Fahrenheit 451, de Ray Bradbury
Por Pedro Fernandes
Fahrenheit 451 foi
publicado em 1953 e deste então passou a integrar a seleta lista de uma
linhagem do romance que remonta a pelo menos duas décadas antes de quando da
sua origem: a distopia. Trata-se daquela obra que geralmente extrapola os
limites das convenções estabelecidas e que guardam, nem sempre expressamente,
uma interpretação acerca dos seus destinos e as implicações nos destinos da
própria comunidade. Os modelos da ficção distópica estão muito bem determinados
no romance Nós, do escritor soviético Ievguêni Zamiátin; seus herdeiros
exploram desde então as mesmas dimensões que entreveem uma humanidade submetida
aos excessos introduzidos pela era da burocracia e da técnica.
No caso do romance de Ray Bradbury,
a sociedade por ele pensada encontra-se situada no último estágio de
consolidação de uma era pautada exclusivamente pela imagem e na total negação dos
objetos conseguidos ao custo da linguagem escrita. O protótipo desse modelo se
estabelece numa época de advento do imagético com a televisão, a banalização da
fotografia, a consolidação das histórias em quadrinhos e dos primeiros modelos
de interação entre leitor e os objetos de entretenimento. Tanto que, as personagens
de Fahrenheit 451 estão envolvidas no limite entre a aceitação
inquestionável do que finda por ser um novo modelo social e o embate silencioso
contra esse establishment.

Dados registrados
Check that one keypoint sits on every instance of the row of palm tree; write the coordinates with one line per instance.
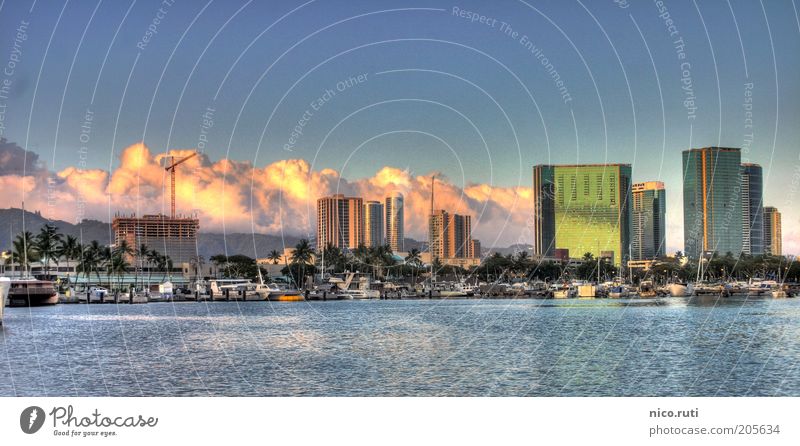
(49, 247)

Seu objetivo
Que fenômenos o texto sobre Fahrenheit 451 cita como marcas da "época de advento do imagético"? Liste todos.

Resposta escrita
- A televisão
- A banalização da fotografia
- A consolidação das histórias em quadrinhos
- Os primeiros modelos de interação entre leitor e os objetos de entretenimento